→ SOURCE PASSAGE:
# Neopolitan Mastiff- 3 year old Male - PTS due Yesterday



## Greenleaf Animal Rescue (Jun 28, 2011)

Just though i'd post on the offchance someone may be able to help. 

We have a 3 year old Neopolitan Mastiff coming to us on Friday that is overdue for being PTS. 

Our vets have kindly said they will hang onto him until Friday. We now need another foster for him.

If anyone could help who has experience with large breeds, please get in touch. He has a lovely temperament i'm told.

I'm not sure on his neutering status etc so will update all this as i know more. 

Thanks


----------



## Cassia (May 28, 2011)

We have a Neopolitan mastiff living round the corner from us, he's a gentle giant.
Why on earth are they even considering putting him to sleep if he has a lovely temprement? It's so sad


----------



## ClaireandDaisy (Jul 4, 2010)

The first step would be to get in touch with the breeder, surely? Then Breed Rescue. Try here The UK Mastiff Discussion Forum • View forum - UKMastiff Rescue information( Inc. Mastiffs for homing)


----------



## SixStar (Dec 8, 2009)

Any idea what he is like with other dogs?


----------



## Sled dog hotel (Aug 11, 2010)

→ PROMPT:
Answer these from the forum thread about the Neopolitan Mastiff:
(a) On what day is the dog coming to the rescue?
(b) What experience should a foster have?
(c) Who does ClaireandDaisy say to contact first, and who next?

→ GIVEN INFORMATION:
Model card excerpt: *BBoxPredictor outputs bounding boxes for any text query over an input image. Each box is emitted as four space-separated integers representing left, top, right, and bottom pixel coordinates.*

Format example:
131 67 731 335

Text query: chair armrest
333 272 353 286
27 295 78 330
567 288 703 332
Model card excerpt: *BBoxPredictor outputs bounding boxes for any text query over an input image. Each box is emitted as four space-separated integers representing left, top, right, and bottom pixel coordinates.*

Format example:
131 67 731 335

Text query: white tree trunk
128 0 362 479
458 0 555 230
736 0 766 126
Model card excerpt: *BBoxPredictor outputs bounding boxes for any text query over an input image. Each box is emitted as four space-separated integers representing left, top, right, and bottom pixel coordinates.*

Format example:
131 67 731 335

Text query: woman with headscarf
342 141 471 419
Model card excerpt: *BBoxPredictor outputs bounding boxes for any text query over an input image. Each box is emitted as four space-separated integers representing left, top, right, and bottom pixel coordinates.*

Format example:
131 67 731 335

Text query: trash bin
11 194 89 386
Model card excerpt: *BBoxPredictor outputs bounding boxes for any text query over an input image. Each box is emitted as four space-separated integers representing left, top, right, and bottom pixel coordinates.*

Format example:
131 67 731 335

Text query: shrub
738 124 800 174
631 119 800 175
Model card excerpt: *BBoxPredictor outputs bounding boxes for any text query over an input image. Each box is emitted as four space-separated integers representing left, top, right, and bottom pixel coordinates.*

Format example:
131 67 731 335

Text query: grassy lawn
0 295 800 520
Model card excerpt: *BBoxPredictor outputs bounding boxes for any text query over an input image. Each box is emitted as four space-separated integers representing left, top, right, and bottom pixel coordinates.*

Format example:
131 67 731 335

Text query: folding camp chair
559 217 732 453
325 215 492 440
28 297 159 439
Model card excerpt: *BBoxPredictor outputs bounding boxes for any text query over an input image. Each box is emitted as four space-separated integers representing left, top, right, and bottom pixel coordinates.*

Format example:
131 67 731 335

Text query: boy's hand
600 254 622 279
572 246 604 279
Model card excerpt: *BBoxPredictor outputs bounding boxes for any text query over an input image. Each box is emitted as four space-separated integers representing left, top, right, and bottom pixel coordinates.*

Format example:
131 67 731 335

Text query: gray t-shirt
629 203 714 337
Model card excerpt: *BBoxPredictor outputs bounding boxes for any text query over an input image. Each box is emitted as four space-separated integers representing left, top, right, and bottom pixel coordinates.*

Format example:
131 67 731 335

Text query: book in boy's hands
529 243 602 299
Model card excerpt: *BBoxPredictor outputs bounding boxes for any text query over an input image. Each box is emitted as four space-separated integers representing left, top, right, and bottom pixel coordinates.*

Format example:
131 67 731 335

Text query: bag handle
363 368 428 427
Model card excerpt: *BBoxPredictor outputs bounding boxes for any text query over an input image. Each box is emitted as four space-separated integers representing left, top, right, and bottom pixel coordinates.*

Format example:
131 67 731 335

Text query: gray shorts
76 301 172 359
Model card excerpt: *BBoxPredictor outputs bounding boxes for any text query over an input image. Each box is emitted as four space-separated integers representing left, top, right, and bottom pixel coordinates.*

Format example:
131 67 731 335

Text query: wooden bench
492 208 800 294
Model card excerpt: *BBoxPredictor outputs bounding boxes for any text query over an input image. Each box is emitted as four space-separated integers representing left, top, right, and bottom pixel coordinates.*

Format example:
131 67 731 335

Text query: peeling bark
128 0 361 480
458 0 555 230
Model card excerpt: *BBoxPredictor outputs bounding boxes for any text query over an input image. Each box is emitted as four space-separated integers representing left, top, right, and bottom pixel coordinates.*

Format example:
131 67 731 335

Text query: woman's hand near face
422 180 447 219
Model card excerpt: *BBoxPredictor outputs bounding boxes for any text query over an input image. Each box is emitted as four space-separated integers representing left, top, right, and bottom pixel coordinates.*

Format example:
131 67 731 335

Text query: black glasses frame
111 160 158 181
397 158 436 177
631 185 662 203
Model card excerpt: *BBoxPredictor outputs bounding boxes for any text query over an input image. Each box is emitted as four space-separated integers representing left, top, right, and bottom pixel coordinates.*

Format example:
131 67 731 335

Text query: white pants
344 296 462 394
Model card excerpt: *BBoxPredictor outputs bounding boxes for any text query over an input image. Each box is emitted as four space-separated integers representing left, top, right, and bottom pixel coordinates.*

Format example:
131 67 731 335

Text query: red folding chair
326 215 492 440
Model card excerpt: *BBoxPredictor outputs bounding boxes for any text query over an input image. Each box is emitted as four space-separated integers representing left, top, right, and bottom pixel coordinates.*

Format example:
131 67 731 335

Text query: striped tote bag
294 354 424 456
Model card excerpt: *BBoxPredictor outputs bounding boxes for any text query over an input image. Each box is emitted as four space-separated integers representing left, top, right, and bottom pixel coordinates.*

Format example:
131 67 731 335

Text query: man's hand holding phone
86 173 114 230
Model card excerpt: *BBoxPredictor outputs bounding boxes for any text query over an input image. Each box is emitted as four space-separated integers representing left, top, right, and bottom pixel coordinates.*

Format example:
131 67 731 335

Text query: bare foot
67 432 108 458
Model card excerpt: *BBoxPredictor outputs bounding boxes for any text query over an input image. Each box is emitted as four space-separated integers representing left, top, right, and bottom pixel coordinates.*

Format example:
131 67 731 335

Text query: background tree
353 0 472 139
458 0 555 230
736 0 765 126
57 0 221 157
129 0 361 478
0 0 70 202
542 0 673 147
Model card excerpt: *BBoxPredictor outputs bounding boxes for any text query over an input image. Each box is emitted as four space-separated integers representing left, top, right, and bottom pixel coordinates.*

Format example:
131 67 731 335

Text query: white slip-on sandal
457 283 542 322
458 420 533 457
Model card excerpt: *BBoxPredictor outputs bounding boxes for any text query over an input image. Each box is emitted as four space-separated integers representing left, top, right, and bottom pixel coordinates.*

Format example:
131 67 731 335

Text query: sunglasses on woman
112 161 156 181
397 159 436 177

→ PROBLEM SOLUTION:
(a) Friday.
(b) Experience with large breeds.
(c) The breeder first, then Breed Rescue.